## TEXT UNDER STUDY
---------------
A native Hawaiian bird that has developed a resistance to disease has captured the attention of NAU scientist Jeff Foster.
Foster, a research associate in the Center for Microbial Genetics and Genomics at Northern Arizona University, is studying the amakihi, a Hawaiian songbird, for clues to why some of the species have evolved to resist avian malaria while others continue to develop it.
“The key goal has been to look for the evolution of resistance to the disease,” Foster said. “We hope that by understanding disease genetics, we can help develop long-term strategies for preventing further native bird extinctions.”
He added that besides seeking clues that could help protect the amakihi as well as its ecosystems, the research also could reveal insight to disease resistance in all species, including humans.
“In a world where disease incidence may be increasing due to links with climate change, understanding how a species developed a resistance could help us understand how humans fight disease,” he said. “Our amakihi research suggests that resistance to the disease was likely there all along, rather than a recent mutation.”
Foster is one of numerous researchers working on the Biocomplexity Project-Introduced Avian Diseases in Hawaii, funded by the National Science Foundation. He began researching the amakihi as part of his postdoctoral work at the Smithsonian Institution prior to joining NAU in 2007.
He explained that researchers are interested in the bird’s evolution because avian malaria is a “model system” to investigate disease. He and his collaborators have studied the birds, the mosquitoes that carry the disease and the malaria parasite.
“My research has focused on the population structure of the birds, which appears to have been influenced by malaria. Birds at low elevation where malaria is rampant are genetically distinct, indicating that resistance evolved locally,” Foster explained. “Through natural selection, disease-resistant individuals increased in number so that nearly all birds in disease-ridden areas are resistant. The next step is to find the genes responsible for resistance.”
Researchers also hope they can learn enough about malaria to help control its spread elsewhere.
At NAU, Foster is not only continuing his malaria research, he also is developing genetic markers for Brucellosis, a wildlife and livestock disease, to assess and track its spread in animal populations throughout the United States.
---------------
## ABOUT THIS EXERCISE
From the text about the amakihi, extract the stretch from "He added that" through "species, including humans." word for word. The material that comes next has no connection to the text about the amakihi.
---------------
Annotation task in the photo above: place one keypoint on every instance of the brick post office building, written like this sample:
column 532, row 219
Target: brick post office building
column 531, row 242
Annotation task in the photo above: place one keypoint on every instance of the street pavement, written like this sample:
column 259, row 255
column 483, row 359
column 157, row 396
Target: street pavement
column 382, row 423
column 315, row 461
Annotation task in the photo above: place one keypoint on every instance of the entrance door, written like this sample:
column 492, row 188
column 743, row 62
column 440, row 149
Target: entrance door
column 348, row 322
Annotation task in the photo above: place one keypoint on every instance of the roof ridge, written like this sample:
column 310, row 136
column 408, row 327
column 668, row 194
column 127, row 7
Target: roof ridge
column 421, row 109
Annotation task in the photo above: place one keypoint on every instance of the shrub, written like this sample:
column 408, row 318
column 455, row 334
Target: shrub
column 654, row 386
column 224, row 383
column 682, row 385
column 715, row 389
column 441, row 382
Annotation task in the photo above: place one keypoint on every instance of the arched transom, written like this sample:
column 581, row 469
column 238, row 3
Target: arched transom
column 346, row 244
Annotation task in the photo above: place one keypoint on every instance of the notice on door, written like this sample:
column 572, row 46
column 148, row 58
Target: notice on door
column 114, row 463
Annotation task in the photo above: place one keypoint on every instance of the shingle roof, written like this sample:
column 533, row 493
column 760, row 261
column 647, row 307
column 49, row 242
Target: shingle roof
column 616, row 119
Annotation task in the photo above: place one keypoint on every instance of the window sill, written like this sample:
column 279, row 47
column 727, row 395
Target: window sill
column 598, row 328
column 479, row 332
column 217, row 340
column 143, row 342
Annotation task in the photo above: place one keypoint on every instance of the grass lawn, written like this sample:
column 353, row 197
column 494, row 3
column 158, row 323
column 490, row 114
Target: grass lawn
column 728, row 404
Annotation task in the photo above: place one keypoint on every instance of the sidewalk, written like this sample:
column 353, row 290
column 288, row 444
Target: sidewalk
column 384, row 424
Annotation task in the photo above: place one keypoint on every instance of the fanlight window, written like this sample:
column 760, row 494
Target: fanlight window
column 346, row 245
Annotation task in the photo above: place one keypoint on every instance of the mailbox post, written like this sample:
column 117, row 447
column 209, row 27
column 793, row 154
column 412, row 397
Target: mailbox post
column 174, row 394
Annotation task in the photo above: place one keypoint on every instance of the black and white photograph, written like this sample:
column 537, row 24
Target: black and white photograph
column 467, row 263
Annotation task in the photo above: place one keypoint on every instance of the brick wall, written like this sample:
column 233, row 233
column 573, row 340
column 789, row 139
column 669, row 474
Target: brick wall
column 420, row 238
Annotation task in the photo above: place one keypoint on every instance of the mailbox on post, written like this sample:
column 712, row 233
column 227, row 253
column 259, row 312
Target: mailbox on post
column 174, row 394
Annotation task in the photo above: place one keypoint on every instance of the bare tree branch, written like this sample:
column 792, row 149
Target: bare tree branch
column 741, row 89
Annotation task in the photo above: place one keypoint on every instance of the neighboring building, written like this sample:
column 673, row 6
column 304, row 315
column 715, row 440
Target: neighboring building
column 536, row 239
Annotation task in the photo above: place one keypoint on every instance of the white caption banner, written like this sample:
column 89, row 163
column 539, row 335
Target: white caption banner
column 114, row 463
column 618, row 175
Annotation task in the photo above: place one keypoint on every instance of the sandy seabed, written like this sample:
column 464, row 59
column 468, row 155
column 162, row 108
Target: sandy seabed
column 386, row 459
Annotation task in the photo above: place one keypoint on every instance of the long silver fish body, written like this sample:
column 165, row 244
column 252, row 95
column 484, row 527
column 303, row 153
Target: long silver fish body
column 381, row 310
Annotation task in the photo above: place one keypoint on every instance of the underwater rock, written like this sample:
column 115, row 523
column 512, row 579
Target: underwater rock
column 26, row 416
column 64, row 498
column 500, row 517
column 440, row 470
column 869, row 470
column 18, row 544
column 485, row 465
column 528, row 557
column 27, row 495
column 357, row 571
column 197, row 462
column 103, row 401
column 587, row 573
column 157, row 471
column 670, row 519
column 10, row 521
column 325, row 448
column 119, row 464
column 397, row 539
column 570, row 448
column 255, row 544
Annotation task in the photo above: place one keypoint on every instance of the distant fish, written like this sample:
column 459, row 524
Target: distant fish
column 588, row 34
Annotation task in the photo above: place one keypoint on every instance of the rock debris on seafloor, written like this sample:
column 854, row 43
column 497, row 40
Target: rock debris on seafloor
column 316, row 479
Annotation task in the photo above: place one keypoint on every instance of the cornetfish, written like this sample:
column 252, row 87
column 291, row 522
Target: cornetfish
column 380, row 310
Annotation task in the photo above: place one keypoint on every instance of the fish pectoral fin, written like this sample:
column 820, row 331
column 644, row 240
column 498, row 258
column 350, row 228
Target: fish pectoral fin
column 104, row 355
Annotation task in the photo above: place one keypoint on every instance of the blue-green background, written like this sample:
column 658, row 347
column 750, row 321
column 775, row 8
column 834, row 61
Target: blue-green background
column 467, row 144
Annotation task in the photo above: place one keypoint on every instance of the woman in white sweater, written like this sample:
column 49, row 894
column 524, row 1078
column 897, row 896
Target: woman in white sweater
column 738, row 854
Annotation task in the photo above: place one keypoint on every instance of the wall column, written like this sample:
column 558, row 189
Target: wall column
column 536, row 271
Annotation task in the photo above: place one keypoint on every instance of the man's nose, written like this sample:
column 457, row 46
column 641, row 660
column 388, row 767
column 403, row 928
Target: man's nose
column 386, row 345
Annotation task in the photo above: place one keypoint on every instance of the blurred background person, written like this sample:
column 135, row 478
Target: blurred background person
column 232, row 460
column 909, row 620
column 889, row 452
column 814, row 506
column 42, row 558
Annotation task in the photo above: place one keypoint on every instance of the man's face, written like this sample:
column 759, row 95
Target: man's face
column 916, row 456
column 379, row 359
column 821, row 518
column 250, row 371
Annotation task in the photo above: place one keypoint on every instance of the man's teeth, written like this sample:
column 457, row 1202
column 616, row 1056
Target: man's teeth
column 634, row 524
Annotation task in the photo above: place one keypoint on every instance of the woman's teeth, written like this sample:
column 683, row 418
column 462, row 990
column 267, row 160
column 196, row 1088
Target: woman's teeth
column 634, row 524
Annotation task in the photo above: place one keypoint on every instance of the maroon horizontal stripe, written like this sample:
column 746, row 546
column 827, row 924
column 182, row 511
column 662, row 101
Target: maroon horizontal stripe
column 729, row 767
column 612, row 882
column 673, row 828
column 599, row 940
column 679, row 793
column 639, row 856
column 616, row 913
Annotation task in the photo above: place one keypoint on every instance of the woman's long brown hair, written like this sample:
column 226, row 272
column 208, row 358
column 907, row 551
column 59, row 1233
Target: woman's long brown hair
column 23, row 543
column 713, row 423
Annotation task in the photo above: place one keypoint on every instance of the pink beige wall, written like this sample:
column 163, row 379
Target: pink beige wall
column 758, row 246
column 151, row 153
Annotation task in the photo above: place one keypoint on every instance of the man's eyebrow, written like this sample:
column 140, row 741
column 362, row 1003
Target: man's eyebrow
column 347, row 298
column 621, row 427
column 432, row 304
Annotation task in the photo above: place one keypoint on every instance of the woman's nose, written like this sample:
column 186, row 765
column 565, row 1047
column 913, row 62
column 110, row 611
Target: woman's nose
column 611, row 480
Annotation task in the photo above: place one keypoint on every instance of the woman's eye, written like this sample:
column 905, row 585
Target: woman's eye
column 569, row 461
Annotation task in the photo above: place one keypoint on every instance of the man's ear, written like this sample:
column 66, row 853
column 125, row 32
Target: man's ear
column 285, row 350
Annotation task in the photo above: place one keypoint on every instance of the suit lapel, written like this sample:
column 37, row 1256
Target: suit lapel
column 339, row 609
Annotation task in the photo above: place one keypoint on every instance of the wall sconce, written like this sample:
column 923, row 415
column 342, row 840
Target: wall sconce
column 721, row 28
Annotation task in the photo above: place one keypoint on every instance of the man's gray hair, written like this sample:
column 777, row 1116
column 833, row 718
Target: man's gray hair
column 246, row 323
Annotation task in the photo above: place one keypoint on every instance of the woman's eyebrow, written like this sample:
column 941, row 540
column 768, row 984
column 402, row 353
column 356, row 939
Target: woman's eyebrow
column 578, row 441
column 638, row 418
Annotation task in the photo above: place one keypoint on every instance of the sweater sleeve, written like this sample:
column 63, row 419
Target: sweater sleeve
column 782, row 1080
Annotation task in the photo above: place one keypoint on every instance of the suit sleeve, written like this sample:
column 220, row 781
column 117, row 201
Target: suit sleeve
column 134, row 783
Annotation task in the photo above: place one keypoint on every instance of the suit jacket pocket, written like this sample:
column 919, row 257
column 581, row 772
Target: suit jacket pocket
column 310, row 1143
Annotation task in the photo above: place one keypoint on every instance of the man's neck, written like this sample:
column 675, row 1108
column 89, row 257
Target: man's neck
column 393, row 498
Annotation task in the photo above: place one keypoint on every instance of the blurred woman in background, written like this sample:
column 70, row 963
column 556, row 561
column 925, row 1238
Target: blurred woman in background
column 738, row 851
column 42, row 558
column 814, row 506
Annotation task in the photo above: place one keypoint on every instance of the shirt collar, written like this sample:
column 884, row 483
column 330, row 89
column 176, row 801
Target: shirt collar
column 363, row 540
---------------
## REPLY
He added that besides seeking clues that could help protect the amakihi as well as its ecosystems, the research also could reveal insight to disease resistance in all species, including humans.